▸ To be done: Please count the lines in the records below that contain the string "tree". Reply with the number only.

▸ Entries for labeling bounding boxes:
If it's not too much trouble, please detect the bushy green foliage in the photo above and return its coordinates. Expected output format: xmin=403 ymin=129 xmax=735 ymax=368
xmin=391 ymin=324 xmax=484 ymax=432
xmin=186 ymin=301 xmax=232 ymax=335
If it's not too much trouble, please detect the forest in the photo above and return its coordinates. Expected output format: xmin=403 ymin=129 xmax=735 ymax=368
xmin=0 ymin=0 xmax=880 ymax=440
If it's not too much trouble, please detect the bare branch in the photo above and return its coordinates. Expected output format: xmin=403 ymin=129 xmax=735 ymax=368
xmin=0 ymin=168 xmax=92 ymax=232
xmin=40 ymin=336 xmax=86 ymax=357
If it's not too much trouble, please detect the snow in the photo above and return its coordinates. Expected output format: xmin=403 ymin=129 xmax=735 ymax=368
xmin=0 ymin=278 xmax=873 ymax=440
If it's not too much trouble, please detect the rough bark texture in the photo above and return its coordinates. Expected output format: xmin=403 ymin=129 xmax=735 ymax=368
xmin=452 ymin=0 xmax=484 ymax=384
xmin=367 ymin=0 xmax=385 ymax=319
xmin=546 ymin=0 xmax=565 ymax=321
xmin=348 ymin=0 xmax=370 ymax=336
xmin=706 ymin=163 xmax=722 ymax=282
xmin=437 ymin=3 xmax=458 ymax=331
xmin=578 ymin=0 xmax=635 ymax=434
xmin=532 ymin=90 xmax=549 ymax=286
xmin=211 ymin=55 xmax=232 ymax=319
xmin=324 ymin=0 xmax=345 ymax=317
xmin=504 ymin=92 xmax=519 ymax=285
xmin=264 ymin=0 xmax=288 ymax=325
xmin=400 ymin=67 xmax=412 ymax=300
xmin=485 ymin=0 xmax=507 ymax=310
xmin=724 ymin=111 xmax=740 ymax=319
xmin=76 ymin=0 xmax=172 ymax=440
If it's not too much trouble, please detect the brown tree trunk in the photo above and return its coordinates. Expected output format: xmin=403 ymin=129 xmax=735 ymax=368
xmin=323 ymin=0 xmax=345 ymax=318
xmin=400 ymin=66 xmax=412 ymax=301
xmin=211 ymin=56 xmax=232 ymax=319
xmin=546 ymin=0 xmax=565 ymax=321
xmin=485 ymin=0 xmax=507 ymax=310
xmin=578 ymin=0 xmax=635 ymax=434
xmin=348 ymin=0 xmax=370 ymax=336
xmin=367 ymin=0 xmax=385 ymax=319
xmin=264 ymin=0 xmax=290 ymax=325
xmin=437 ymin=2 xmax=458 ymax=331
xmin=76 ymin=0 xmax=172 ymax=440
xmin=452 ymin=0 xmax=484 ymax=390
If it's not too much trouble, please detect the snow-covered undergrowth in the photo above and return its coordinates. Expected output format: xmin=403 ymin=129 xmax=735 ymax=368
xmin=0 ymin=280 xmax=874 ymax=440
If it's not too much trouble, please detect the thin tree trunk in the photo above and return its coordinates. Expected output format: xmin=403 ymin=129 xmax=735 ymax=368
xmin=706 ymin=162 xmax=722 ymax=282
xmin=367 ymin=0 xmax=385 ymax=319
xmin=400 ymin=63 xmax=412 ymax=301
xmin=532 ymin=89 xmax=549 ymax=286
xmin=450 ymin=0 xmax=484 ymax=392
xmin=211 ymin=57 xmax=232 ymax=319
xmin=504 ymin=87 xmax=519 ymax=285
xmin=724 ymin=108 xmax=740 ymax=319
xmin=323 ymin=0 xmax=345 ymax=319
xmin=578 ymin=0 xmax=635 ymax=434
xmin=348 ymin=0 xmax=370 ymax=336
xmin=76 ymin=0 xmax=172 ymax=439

▸ The solution: 2